►
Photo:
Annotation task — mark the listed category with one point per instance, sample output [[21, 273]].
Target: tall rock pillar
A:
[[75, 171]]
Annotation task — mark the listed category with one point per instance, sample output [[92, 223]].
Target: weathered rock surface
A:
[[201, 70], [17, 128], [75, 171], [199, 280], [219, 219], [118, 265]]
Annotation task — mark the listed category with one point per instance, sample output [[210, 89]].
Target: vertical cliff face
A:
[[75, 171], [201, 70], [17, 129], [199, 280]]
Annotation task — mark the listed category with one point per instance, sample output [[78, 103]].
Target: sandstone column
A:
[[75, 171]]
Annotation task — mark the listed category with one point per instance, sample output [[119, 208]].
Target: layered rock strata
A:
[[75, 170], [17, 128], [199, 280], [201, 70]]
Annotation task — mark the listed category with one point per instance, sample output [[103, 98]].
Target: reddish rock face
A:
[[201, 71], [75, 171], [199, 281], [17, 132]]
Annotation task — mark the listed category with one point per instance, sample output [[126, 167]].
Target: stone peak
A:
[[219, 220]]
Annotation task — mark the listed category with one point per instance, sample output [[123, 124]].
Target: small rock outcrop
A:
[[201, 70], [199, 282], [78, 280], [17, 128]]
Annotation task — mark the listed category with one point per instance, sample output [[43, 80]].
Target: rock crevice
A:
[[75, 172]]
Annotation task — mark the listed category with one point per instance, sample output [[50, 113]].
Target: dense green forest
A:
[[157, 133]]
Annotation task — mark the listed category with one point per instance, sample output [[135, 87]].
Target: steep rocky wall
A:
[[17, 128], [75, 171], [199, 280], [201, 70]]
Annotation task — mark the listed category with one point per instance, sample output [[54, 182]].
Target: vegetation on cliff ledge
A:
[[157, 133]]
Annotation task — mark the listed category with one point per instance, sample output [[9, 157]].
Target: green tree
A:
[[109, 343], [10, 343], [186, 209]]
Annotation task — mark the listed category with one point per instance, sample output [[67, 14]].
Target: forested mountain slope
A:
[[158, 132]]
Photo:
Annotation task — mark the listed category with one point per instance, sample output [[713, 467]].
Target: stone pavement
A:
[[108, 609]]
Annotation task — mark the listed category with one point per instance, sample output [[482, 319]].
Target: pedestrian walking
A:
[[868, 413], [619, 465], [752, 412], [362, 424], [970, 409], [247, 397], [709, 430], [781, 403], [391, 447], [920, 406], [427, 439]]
◄
Write out the full set of records exactly as given.

Photo:
Annotation task — mark the listed category with one point per instance, sample output [[21, 273]].
Target: tall rock pillar
A:
[[75, 171]]
Annotation task — mark the listed category with one point per instance, sample output [[92, 223]].
Target: weathered rock surface
A:
[[201, 70], [17, 128], [75, 171], [199, 280], [219, 219], [118, 265]]
Annotation task — mark the listed category with one point per instance, sample output [[210, 89]].
Target: vertical cliff face
A:
[[75, 171], [201, 70], [17, 129], [199, 280]]
Annotation task — mark the listed category with one point per instance, sample output [[78, 103]].
Target: sandstone column
A:
[[75, 171]]
Annotation task — mark the listed category with one point per instance, sample output [[119, 208]].
Target: layered rock strata
A:
[[75, 170], [17, 128], [199, 280], [201, 70]]
Annotation task — mark the listed category with one point per instance, sample output [[103, 98]].
Target: reddish rock face
A:
[[201, 71], [75, 171], [199, 281], [17, 132]]
Annotation task — mark the listed category with one point per instance, sample output [[126, 167]].
Target: stone peak
A:
[[219, 220]]
Annotation task — mark the listed category with one point per instance, sample output [[123, 124]].
Target: small rock outcrop
A:
[[201, 70], [199, 282], [78, 280], [17, 128]]
Annotation task — mark the listed category with one point per instance, sample output [[43, 80]].
Target: rock crevice
A:
[[75, 172]]
Annotation task — mark the listed category with one point per instance, sample output [[50, 113]].
Target: dense green forest
A:
[[157, 133]]
Annotation task — mark the listed category with one point per instance, sample output [[135, 87]].
Target: steep rocky wall
A:
[[17, 128], [75, 171], [199, 280], [201, 70]]
Annotation task — mark the listed category with one point per instance, sample output [[54, 182]].
Target: vegetation on cliff ledge
A:
[[157, 133]]
Annotation task — mark the listed category with one point per instance, sample output [[9, 157]].
Target: green tree
A:
[[109, 343], [10, 343], [186, 209]]
Annotation task — mark the listed category with one point per instance, sample output [[67, 14]].
Target: forested mountain slope
A:
[[158, 132]]
Photo:
Annotation task — mark the listed category with one point per instance, sample output [[713, 467]].
Target: stone pavement
A:
[[108, 609]]
Annotation task — mark the listed category with one point per instance, sample output [[482, 319]].
Target: pedestrian walking
A:
[[868, 413], [619, 465], [752, 412], [362, 424], [970, 409], [247, 397], [709, 430], [781, 403], [391, 447], [920, 406], [427, 439]]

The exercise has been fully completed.